*** Исходный текст ***

Арман Жан, де Ришелье - Мемуары
Со своей стороны, поступая неосторожно, маршал сам невольно помогал им, не отказываясь ни от одного из своих пристрастий.
Пока длились переговоры в Лудане и стражникам, охранявшим ворота столицы, было запрещено выпускать кого бы то ни было без предъявления удостоверения личности, некий сапожник из Пикардии, квартальный надзиратель с улицы де ла Арп, в пасхальную субботу остановил карету маршала у заставы де Бюсси, не разрешив ему выехать без предъявления документа. Во время происшествия случились некоторые вещи и были сказаны слова, кои французский дворянин, рожденный в более благоприятном климате, забыл бы, но которые запали в душу маршала; желая отомстить, он отложил это до того времени, когда Король вернется в Париж и он почувствует себя более уверенно. Он приказал одному из своих конюших выбрать удобный момент и подстеречь сапожника вне городских стен, дабы наказать его за нанесенное ему оскорбление. Конюший встретил того 19 июня в Сен-Жерменском предместье и приказал двум слугам так жестоко бить его, что те остановились, лишь сочтя его мертвым.
Случившееся заставило вспомнить происшествие с Риберпре, которого маршал чуть не убил в минувшем году, а также происшествие со старшим сержантом Прувилем, которого он приказал прикончить в Амьене; расследовать нынешнее дело принялись столь рьяно, что он не отважился признаться, а его слуги по приговору суда были повешены второго июля перед домом Пикара. Конюший маршала спасся бегством. Однако вместо того, чтобы смягчить народный гнев, наказание лишь способствовало его умножению.

***

• _Что нужно сделать_
1. Перепишите фрагмент мемуаров от «Случившееся заставило вспомнить» до «способствовало его умножению.», заменив «слуги» на «лакеи».
2. Ответьте на вопросы по мемуарам:
(а) У какой заставы сапожник остановил карету маршала?
(б) Какого числа и где конюший встретил сапожника?
(в) Перед чьим домом были повешены слуги?

*** Представленные данные ***

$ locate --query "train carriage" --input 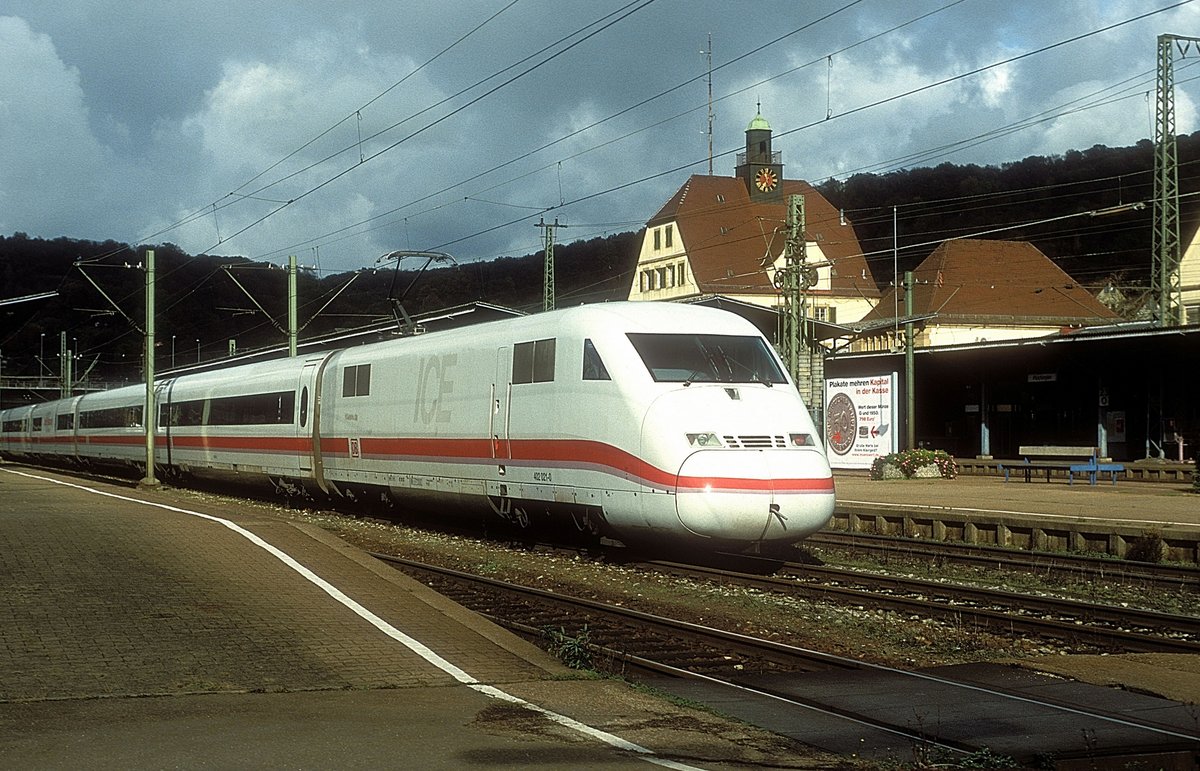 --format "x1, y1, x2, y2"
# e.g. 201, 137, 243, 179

***

• _Ответы по порядку_
1.
Случившееся заставило вспомнить происшествие с Риберпре, которого маршал чуть не убил в минувшем году, а также происшествие со старшим сержантом Прувилем, которого он приказал прикончить в Амьене; расследовать нынешнее дело принялись столь рьяно, что он не отважился признаться, а его лакеи по приговору суда были повешены второго июля перед домом Пикара. Конюший маршала спасся бегством. Однако вместо того, чтобы смягчить народный гнев, наказание лишь способствовало его умножению.

2.
(а) У заставы де Бюсси.
(б) 19 июня, в Сен-Жерменском предместье.
(в) Перед домом Пикара.